--- begin Excerpt to read ---
Low Roar was an Icelandic post-rock/electronica project founded by the late American immigrant Ryan Karazija. Originally a solo act, the band later added Leifur Björnsson and Logi Guðmundsson.

History
After leading the California-based indie rock band Audrye Sessions from 2002 to 2010, Karazija relocated to Reykjavík, Iceland and started the new project Low Roar, releasing a self-titled album in 2011. A second album, 0, was released in 2014 by Tonequake Records, followed by Once in a Long, Long While... in mid-2017. The Low Roar album, ross., was released in November 2019, with their latest album maybe tomorrow... released in July 2021.
--- end Excerpt to read ---
* Stated goal 1
Answer these questions about the text on Low Roar:
(a) Which band did Ryan Karazija lead before Low Roar, and during which years?
(b) Which label released the album 0, and in what year?
(c) Which two members were later added to the band?
--- begin Recorded data ---
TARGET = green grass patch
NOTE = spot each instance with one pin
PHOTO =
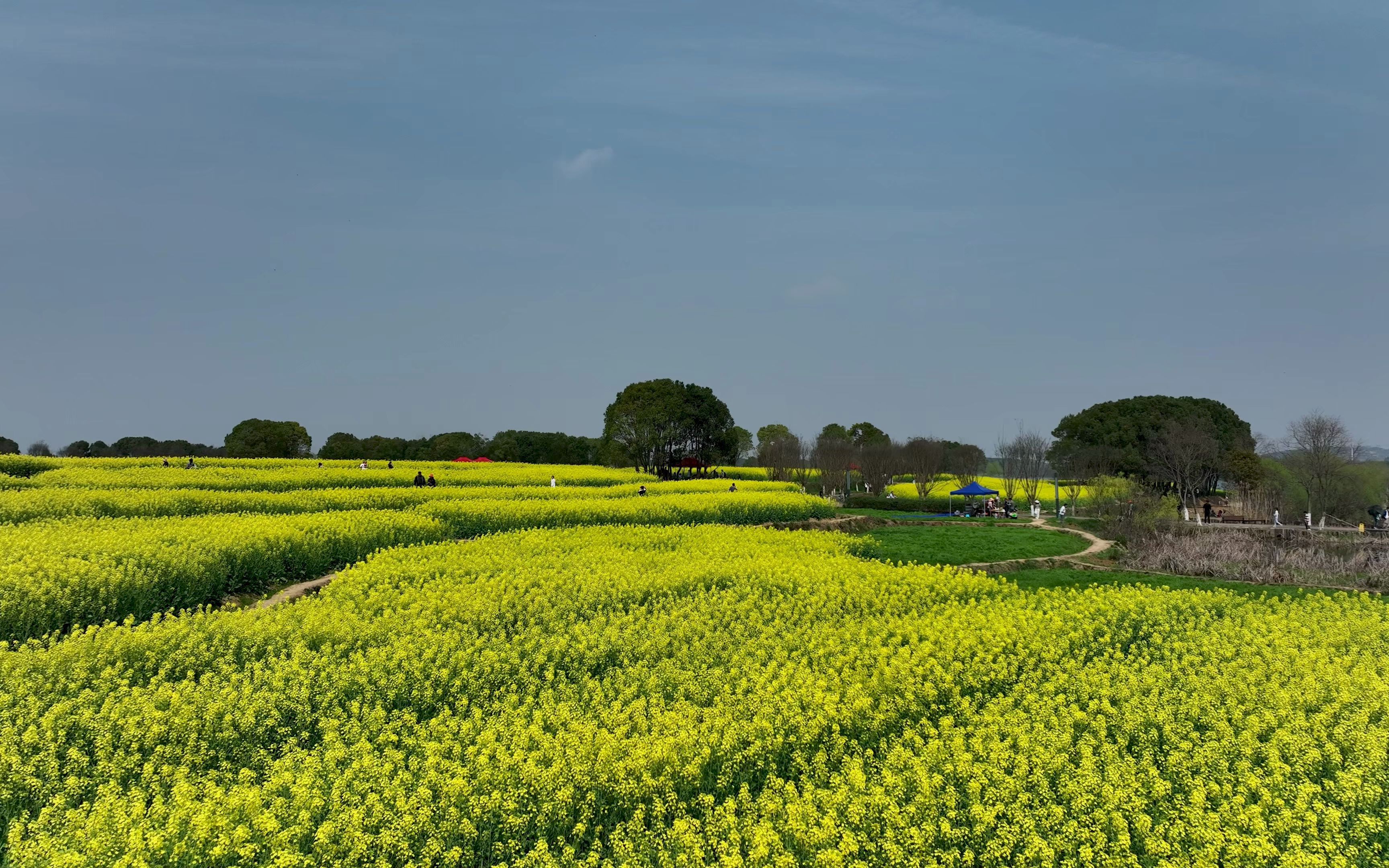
(1035, 579)
(901, 516)
(969, 544)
--- end Recorded data ---
* Stated goal 2
Give every line of the records above as a numbered list, skipping blank lines. Leave the pictures out of your answer.

* Expected output 1
(a) Audrye Sessions, from 2002 to 2010.
(b) Tonequake Records, in 2014.
(c) Leifur Björnsson and Logi Guðmundsson.

* Expected output 2
1. TARGET = green grass patch
2. NOTE = spot each instance with one pin
3. PHOTO =
4. (1035, 579)
5. (901, 516)
6. (969, 544)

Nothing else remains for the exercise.